**Your tasks**
1 - In the blog post about Paula Deen, whose words does the writer quote from Womanist Musings?
2 - Resume the blog post about Paula Deen and Real Food after its last sentence.

Friday, January 20, 2012

Paula Deen and Real Food

After my initial post about Paula Deen, I read this post from Civil Eats.

In my first post, I quoted Renee from Womanist Musings as saying this:
How is what Deen doing any more unconscionable than any fast food corporation, or any company that makes pre packaged foods? How many deceptive labels have you read over the years of so called healthy products?  I'll say one thing, Deen's food may not be healthy, but at least you can pronounce every single ingredient in it, and that is far more than I can say for the many of the items on todays grocery store shelves.  Obviously, I am not advocating that one consume food loaded in butter and to deep fry mac n cheese, but I do have a problem with a single woman being set up to look like the great Satan so that others can sit in judgement of her, when several corporations are guilty of so much more.

**Records provided**

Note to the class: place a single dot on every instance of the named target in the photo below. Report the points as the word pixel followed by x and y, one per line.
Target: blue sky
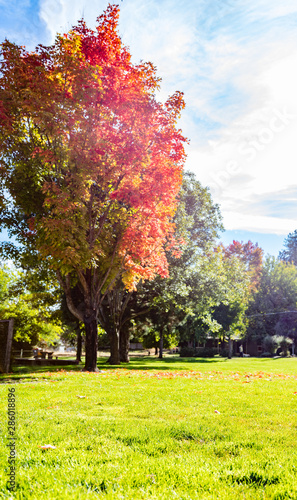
pixel 236 62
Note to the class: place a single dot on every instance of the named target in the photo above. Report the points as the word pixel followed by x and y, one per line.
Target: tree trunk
pixel 161 345
pixel 114 336
pixel 124 345
pixel 90 322
pixel 78 343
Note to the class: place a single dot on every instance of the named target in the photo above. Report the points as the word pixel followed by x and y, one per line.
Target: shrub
pixel 200 352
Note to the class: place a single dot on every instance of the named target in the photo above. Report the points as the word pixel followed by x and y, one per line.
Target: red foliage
pixel 110 157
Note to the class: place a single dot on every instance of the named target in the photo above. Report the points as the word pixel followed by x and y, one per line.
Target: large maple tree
pixel 91 163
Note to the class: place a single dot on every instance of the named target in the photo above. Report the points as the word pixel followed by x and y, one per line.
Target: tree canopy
pixel 91 162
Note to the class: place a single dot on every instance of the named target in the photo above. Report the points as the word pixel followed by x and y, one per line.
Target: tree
pixel 251 255
pixel 165 303
pixel 92 163
pixel 273 308
pixel 289 254
pixel 35 316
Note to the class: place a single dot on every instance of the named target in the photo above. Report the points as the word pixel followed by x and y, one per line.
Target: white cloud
pixel 236 66
pixel 256 223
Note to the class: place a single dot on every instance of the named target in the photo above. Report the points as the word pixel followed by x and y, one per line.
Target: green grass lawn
pixel 171 429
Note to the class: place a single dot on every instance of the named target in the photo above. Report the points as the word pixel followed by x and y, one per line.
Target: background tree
pixel 92 163
pixel 165 303
pixel 252 257
pixel 273 308
pixel 32 302
pixel 289 254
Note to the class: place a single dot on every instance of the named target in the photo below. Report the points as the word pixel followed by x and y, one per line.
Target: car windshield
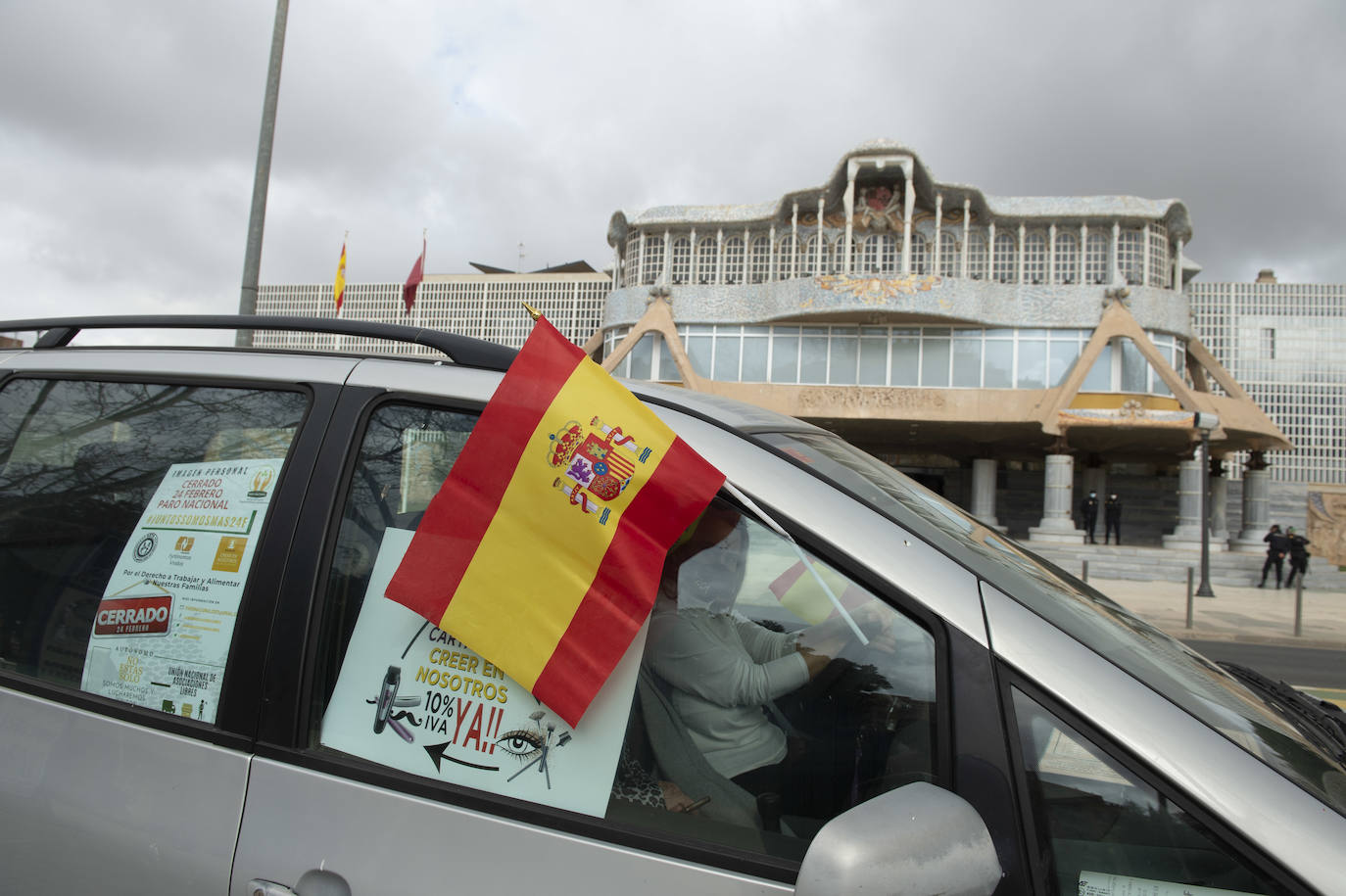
pixel 1165 664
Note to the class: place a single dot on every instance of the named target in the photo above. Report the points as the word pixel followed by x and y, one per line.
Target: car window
pixel 774 693
pixel 745 716
pixel 128 520
pixel 1107 831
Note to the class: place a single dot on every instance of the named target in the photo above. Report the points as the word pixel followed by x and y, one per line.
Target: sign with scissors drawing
pixel 413 697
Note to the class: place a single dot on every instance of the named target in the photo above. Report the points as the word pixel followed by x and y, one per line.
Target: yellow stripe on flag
pixel 532 506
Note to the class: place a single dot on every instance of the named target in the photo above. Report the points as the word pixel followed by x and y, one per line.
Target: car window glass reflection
pixel 1100 823
pixel 759 712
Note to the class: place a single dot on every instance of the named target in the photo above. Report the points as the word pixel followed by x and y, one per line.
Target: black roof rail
pixel 461 350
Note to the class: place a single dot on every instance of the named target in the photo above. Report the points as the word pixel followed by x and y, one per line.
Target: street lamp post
pixel 1205 423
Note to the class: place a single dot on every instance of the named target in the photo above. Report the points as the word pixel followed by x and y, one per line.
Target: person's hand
pixel 675 799
pixel 813 659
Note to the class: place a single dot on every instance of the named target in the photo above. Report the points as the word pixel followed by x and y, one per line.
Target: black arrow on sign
pixel 436 752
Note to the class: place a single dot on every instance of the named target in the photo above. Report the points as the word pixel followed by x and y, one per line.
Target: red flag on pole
pixel 339 285
pixel 544 546
pixel 413 280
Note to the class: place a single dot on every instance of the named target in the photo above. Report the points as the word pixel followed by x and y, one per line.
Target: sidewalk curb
pixel 1241 637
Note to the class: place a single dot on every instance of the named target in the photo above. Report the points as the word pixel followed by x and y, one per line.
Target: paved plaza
pixel 1253 615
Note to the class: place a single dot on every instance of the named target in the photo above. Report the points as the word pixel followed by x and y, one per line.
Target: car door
pixel 143 524
pixel 378 759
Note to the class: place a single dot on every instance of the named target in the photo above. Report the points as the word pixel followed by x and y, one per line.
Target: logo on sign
pixel 262 482
pixel 146 546
pixel 133 616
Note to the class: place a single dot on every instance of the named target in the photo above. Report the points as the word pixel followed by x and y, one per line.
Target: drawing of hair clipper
pixel 387 701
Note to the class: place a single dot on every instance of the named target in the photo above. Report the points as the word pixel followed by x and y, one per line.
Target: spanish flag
pixel 339 287
pixel 544 546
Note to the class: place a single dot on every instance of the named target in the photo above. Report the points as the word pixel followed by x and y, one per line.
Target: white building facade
pixel 1285 344
pixel 486 306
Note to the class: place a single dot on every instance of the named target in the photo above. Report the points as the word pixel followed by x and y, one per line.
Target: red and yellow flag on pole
pixel 544 546
pixel 339 287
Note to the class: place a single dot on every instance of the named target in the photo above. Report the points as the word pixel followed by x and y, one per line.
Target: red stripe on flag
pixel 787 580
pixel 622 592
pixel 459 514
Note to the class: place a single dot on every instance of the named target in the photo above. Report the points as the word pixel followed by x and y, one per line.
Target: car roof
pixel 729 412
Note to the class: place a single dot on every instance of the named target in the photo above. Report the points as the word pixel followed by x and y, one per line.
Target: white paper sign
pixel 166 621
pixel 414 698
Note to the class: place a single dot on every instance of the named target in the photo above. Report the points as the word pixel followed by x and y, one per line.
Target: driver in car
pixel 726 670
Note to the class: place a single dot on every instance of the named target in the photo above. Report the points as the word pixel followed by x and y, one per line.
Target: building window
pixel 1004 268
pixel 734 259
pixel 976 256
pixel 705 259
pixel 785 259
pixel 1068 259
pixel 920 258
pixel 809 262
pixel 947 255
pixel 881 255
pixel 653 268
pixel 760 259
pixel 1035 258
pixel 1096 259
pixel 1158 236
pixel 1130 256
pixel 839 258
pixel 1268 344
pixel 632 261
pixel 681 259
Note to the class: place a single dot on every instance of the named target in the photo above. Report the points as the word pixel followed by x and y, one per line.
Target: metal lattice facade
pixel 1285 345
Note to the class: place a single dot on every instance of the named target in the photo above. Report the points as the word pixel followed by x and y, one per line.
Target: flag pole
pixel 416 317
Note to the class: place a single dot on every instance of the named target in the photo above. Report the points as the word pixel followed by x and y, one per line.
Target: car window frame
pixel 240 705
pixel 290 691
pixel 1011 680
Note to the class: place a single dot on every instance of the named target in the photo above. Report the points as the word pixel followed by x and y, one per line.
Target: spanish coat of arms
pixel 595 463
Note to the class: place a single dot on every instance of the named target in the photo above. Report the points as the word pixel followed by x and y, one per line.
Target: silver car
pixel 852 687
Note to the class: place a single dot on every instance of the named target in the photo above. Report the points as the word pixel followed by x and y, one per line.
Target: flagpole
pixel 338 342
pixel 262 176
pixel 416 317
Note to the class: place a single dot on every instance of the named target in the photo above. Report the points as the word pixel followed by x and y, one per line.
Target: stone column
pixel 1219 504
pixel 1057 525
pixel 909 200
pixel 967 230
pixel 985 492
pixel 794 244
pixel 848 206
pixel 1187 535
pixel 1256 507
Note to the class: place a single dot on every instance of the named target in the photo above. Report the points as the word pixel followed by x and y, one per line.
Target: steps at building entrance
pixel 1162 564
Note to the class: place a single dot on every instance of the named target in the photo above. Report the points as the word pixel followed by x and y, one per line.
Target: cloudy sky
pixel 128 129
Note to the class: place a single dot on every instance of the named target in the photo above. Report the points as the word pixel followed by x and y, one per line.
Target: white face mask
pixel 711 579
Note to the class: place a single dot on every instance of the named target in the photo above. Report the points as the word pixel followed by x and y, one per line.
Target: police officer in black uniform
pixel 1089 510
pixel 1298 556
pixel 1276 547
pixel 1112 518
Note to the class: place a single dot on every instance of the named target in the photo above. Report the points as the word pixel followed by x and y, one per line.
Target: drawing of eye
pixel 521 743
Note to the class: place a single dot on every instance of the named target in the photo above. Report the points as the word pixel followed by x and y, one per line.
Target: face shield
pixel 712 578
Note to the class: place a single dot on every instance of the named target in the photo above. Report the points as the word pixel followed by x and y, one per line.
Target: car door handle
pixel 313 881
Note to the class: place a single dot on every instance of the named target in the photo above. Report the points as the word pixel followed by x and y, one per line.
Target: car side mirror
pixel 914 841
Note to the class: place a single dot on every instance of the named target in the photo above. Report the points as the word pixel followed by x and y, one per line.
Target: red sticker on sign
pixel 133 616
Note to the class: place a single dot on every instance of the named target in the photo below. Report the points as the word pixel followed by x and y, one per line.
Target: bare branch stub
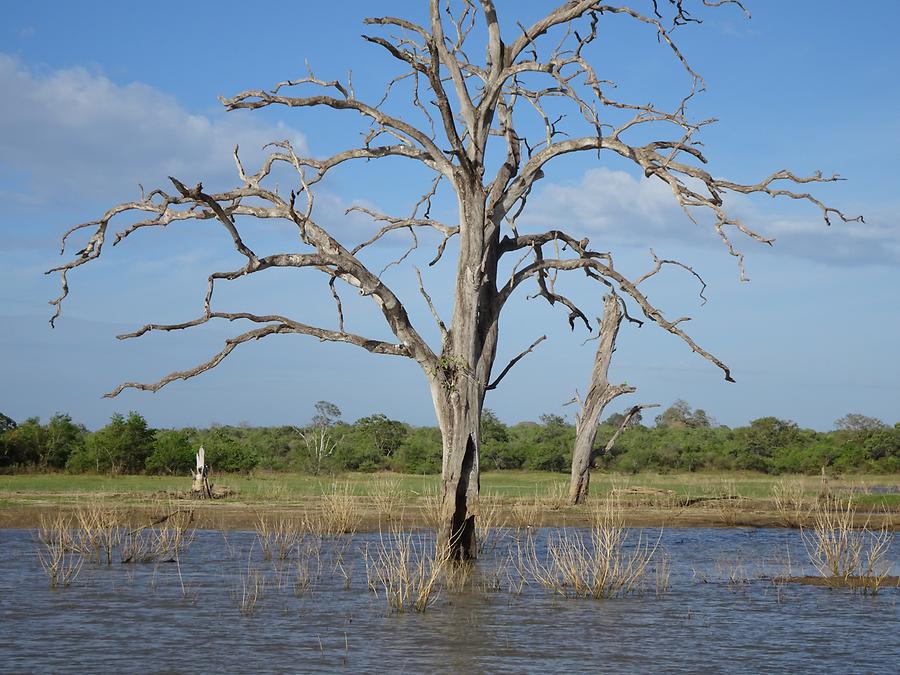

**Expected responses**
1 - Renee's

2 -
Which is an interesting point, and one I am personally interested in as I've been trying to cut overly-processed foods from my diet.

The Civil Eats post, however, stated pretty much the exact opposite about Deen's meals:
The issue that mainstream media has largely overlooked is that Deen uses the processed, packaged versions of these foods, which are full of chemicals, additives and trans-fats. Actual home cooking would require whipping these foods up herself in her kitchen using real ingredients. And that is the real story behind Deen’s diabetes diagnosis: Her health problems are largely due to her reliance on packaged, processed foods that are the foundation for many of her recipes. 
Even though her cooking show is called Paula’s Home Cooking, there’s a lot going on in her kitchen that is as far removed from home cooking as you can get. Many of her recipes include “ingredients” like Krispy Kreme doughnuts, biscuit mixes, cans of mushroom soup, and sour-cream-and-onion flavored potato chips. This is processed food cooking, not home cooking.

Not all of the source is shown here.